> [Short task]:
Emit a verbatim copy of the lines running from the line with "Note: point at the exposed" through the end of the material below.

> [Material for this exercise]:
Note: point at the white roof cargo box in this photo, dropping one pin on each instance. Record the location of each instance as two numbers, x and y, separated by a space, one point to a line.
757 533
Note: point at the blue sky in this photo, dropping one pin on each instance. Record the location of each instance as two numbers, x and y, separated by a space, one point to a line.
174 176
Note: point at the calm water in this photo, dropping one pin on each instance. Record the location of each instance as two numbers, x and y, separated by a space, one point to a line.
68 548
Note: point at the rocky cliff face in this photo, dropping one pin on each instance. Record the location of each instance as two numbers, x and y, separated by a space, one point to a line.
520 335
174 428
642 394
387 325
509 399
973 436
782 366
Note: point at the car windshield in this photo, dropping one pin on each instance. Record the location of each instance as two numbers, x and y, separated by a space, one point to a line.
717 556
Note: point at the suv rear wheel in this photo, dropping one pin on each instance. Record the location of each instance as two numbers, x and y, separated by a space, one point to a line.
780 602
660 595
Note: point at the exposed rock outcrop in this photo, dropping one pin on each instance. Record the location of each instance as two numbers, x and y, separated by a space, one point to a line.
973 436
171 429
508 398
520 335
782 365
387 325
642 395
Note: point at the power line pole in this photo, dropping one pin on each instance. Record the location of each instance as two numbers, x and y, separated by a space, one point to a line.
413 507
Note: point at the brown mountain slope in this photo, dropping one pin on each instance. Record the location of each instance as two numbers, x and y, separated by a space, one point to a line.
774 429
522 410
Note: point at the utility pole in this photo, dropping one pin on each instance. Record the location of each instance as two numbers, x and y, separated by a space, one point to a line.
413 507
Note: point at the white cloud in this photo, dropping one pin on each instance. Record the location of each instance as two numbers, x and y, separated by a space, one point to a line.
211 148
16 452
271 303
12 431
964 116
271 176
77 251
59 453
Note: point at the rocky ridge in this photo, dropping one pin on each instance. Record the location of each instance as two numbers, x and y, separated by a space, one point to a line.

> [Result]:
Note: point at the exposed rock outcrop in this photo, dropping one pin on each instance. Record the location of each instance as two numbers, x and y, separated by a space, one point to a line.
973 436
171 429
508 398
520 335
782 365
387 325
642 395
Note: point at the power line pole in this photo, dropping one pin on each instance. Record the location of each instance as two numbers, x and y, separated by a space, one point to a line.
413 507
Note: point at the brown mountain slope in this photo, dropping one pin on each instance. Record the location of each instance as two numbers, x and y, separated by a space, one point to a line.
774 429
522 410
Note: point at the utility pole in this photo, dropping one pin on each instance. Record the location of each instance as two numbers, x and y, separated by a space, one point to a line.
413 507
Note: point at the white cloud in this photo, dropping one pin on each instance. Record the location of each instance as two numbers, x and y, separated by a space, one point to a line.
211 148
16 452
271 303
12 431
964 116
271 176
77 251
59 453
Note: point at the rocky ridge in this photo, dropping one pin on each instance. Record the location of each instance as two numbers, x and y, separated by a space, one point to a line.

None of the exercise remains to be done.